→ **Requirement**
Write the next few paragraphs of the piece on Cummings and Boris Johnson, picking up right after its last sentence.

Nevertheless, Boris Johnson stood by his adviser – against the advice of some of his supporters. It undermined the PM’s attempts to hold the country together during the national crisis.

Cummings is a maverick who doesn’t seem to care what people think about him, while Johnson likes to be popular. They formed a strong bond in the white heat of the 2016 Vote Leave campaign to get Britain out of the EU, with Cummings as campaign director.

The combination of Johnson, the flamboyant household-name frontman, and Cummings, the ruthless, data-driven strategist, with a flair for an eye-catching slogan, proved to be unbeatable.

Mr. Cummings was credited with the slogan: “Take Back Control” won over the majority of voters, changing the course of British history. He went on to devise the high-risk strategy of pushing for the 2019 election to be fought on a “Get Brexit Done” ticket. It won seats in the opposition Labour Party heartlands, in a way that previous Conservative or Tory leaders hadn’t managed for decades.

Cummings has never actually been a member of the Conservative party, and has made it clear he has little time for many of its membership. He’s made his reputation defying conventional wisdom and challenging the established order. Still, no one could have foreseen that things would unravel to this extent. Cummings is a one-man political wrecking ball.

“The heart of the problem was, fundamentally, I regarded (PM Johnson) as unfit for the job. And I was trying to create a structure around him to try and stop what I thought would have been bad decisions and push things through against his wishes,” Cummings alleged last Thursday. Confirming a previous report, he told the parliamentary committee that Johnson said he would rather see “bodies pile high” than order a third lockdown in the autumn of 2020.

Because he was so very close to power, Cummings’ allegations cannot be easily ignored, but they are unnerving to say the least. He described vividly the chaotic atmosphere in Downing Street on one “crazy” day in March 2020 when the government was considering a national lockdown – at the same time as officials considered a bombing campaign in Iraq, and the PM’s girlfriend was going “completely crackers” over a story in a national newspaper about their dog. Cummings claimed meetings about quarantine and the coronavirus were “totally derailed.”

→ **Data for analysis**
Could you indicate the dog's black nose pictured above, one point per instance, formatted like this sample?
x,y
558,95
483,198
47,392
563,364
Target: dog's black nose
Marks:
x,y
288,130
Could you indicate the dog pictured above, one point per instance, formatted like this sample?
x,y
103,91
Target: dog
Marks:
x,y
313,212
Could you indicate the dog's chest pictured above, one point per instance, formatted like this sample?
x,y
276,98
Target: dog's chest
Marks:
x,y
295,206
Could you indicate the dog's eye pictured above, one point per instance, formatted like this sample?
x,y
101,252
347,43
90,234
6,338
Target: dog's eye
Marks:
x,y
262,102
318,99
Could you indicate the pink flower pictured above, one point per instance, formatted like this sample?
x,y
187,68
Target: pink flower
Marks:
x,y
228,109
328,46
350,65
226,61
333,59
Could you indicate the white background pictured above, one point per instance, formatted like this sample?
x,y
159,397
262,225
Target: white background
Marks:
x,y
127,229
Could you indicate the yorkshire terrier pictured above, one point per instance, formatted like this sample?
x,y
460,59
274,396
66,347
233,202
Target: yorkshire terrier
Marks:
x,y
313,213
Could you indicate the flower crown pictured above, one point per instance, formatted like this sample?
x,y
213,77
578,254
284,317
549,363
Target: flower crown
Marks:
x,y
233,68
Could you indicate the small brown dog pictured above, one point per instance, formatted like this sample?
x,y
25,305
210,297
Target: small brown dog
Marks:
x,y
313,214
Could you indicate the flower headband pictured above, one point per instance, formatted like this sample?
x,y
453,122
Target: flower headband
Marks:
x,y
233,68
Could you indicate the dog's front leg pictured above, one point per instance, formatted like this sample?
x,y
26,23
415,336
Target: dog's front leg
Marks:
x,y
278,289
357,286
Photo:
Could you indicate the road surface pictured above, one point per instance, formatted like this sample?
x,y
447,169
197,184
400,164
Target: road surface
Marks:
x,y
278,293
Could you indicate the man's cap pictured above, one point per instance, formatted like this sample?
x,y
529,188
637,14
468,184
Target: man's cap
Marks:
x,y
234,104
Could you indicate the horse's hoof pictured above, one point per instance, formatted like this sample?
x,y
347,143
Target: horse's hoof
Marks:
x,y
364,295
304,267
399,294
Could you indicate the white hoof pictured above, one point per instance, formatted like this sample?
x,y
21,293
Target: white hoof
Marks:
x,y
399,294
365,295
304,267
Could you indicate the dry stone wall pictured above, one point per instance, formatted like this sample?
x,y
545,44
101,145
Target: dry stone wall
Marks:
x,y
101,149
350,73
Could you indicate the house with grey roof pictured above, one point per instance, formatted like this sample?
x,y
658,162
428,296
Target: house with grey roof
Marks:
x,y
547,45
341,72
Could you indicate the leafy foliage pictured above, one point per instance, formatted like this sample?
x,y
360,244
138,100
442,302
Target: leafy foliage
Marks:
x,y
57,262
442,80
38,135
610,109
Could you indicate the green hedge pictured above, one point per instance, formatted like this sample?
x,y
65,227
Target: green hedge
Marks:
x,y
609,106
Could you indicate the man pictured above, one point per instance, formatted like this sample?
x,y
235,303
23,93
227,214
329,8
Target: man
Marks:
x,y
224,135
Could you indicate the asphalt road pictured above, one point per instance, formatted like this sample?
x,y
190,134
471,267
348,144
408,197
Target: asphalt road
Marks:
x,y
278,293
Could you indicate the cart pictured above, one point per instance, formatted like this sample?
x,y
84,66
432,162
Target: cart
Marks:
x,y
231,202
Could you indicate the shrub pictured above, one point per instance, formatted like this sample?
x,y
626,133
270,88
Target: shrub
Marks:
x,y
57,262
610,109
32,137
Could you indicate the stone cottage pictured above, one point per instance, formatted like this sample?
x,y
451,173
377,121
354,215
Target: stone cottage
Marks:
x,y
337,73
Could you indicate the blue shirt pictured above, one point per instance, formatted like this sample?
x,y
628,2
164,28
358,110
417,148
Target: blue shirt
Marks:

→ **Exercise answer**
“So, we have this sort of completely insane situation in which part of the building was saying, ‘are we going to bomb Iraq?,’ part of the building was arguing about whether or not we’re going to do quarantine or not do quarantine, the prime minister has his girlfriend going crackers about something completely trivial,” he said.

Cummings recounted how the deputy cabinet secretary had said, “We are absolutely f*cked” because there is no lockdown plan there was “no plan... we’re in huge trouble.” He said the PM was warned: “The NHS is going to be smashed in weeks. Really we’ve got days to act.” It took a further nine days before Mr. Johnson announced a national lockdown, for which Cummings readily admitted he was partially responsible.

He said it was “obvious” in retrospect that the UK should have locked down in the first week of March at the latest – and it was a “huge failure” on his part not to alert the prime minister. “I bitterly regret that I didn’t hit the emergency panic button earlier than I did,” he added.

There were further hugely damaging claims against the Health Secretary, whom Cummings said “should have been fired for at least 15 to 20 things.” According to Cummings, Matt Hancock displayed “criminal, disgraceful behavior” as he held back coronavirus tests and meddled in efforts to build a mass testing system in order to meet a “stupid” pledge of 100,000 tests per day in April 2020.

Hancock, Johnson, Downing Street and the Ministry of Health have strenuously denied it all, refusing to address the individual charges in any detail. Indeed, Johnson married his girlfriend in a surprise and secret ceremony, which cynics suspect may have been a move to distract attention.

This insight into the heart of power in the UK has already been hugely worrying and the repercussions are far from over.